= Beginning of Section =

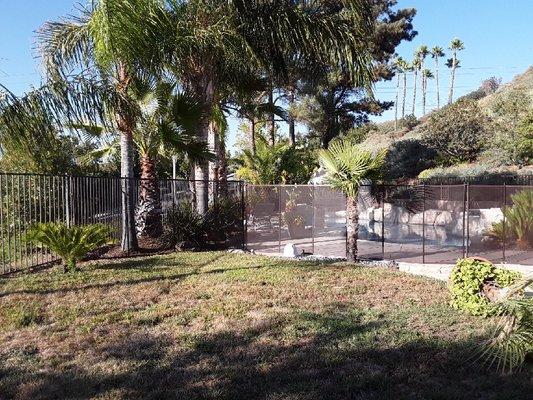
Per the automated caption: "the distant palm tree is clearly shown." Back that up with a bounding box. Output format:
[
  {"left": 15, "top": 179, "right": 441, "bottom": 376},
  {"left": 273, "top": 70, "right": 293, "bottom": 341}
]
[
  {"left": 416, "top": 46, "right": 429, "bottom": 112},
  {"left": 318, "top": 139, "right": 385, "bottom": 262},
  {"left": 447, "top": 38, "right": 465, "bottom": 104},
  {"left": 411, "top": 57, "right": 421, "bottom": 115},
  {"left": 421, "top": 69, "right": 434, "bottom": 115},
  {"left": 393, "top": 57, "right": 406, "bottom": 130},
  {"left": 398, "top": 58, "right": 409, "bottom": 119},
  {"left": 431, "top": 46, "right": 445, "bottom": 109}
]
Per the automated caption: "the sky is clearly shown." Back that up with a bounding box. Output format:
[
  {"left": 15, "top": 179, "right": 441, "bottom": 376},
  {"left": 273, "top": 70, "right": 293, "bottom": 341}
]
[{"left": 1, "top": 0, "right": 532, "bottom": 152}]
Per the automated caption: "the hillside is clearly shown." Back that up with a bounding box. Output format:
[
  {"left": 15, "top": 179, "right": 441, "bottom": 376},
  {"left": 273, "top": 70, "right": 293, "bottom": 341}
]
[{"left": 359, "top": 66, "right": 533, "bottom": 181}]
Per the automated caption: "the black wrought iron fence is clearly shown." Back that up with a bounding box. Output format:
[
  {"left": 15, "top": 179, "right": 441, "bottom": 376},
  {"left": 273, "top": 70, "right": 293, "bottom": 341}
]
[
  {"left": 0, "top": 173, "right": 244, "bottom": 274},
  {"left": 245, "top": 183, "right": 533, "bottom": 266}
]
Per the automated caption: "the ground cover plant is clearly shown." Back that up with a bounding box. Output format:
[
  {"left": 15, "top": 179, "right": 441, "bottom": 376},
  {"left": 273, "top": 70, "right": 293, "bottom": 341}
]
[{"left": 0, "top": 252, "right": 530, "bottom": 399}]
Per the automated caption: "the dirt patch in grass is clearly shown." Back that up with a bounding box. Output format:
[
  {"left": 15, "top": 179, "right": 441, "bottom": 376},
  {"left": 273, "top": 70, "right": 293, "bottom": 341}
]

= End of Section =

## Required work
Would you retype the listing above exactly, omitting its pictures?

## Reply
Per the automated caption: "the distant palm tree is clearly shown." Back that up with a bounding box. Output format:
[
  {"left": 15, "top": 179, "right": 441, "bottom": 376},
  {"left": 273, "top": 70, "right": 293, "bottom": 341}
]
[
  {"left": 416, "top": 46, "right": 429, "bottom": 112},
  {"left": 318, "top": 139, "right": 385, "bottom": 262},
  {"left": 447, "top": 38, "right": 465, "bottom": 104},
  {"left": 411, "top": 57, "right": 421, "bottom": 115},
  {"left": 421, "top": 69, "right": 434, "bottom": 115},
  {"left": 393, "top": 57, "right": 406, "bottom": 130},
  {"left": 398, "top": 58, "right": 409, "bottom": 119},
  {"left": 431, "top": 46, "right": 445, "bottom": 109}
]
Per the automated caption: "the sky is clearly shown." Back that up with a bounding box. Output format:
[
  {"left": 15, "top": 179, "right": 441, "bottom": 376},
  {"left": 273, "top": 70, "right": 293, "bottom": 341}
]
[{"left": 1, "top": 0, "right": 532, "bottom": 152}]
Per the automated caption: "the hillside is clearly shown." Back that up with a bounding box. Output format:
[
  {"left": 15, "top": 179, "right": 441, "bottom": 376},
  {"left": 273, "top": 70, "right": 293, "bottom": 341}
]
[{"left": 359, "top": 66, "right": 533, "bottom": 181}]
Per the automated caption: "the black wrought iron fence is clearly shown." Back that up with a bounding box. Output format:
[
  {"left": 15, "top": 179, "right": 441, "bottom": 376},
  {"left": 273, "top": 70, "right": 293, "bottom": 341}
]
[
  {"left": 0, "top": 173, "right": 244, "bottom": 274},
  {"left": 245, "top": 183, "right": 533, "bottom": 266}
]
Per the automated caption: "the ground cover plant is clearly shown." Back that up with a bounding box. Output format:
[
  {"left": 15, "top": 179, "right": 441, "bottom": 376},
  {"left": 273, "top": 70, "right": 293, "bottom": 341}
]
[{"left": 0, "top": 252, "right": 530, "bottom": 399}]
Per the automated caption: "the dirt patch in grass is clearly shown." Back that up with a bounding box. Output format:
[
  {"left": 15, "top": 179, "right": 441, "bottom": 376},
  {"left": 273, "top": 70, "right": 293, "bottom": 341}
]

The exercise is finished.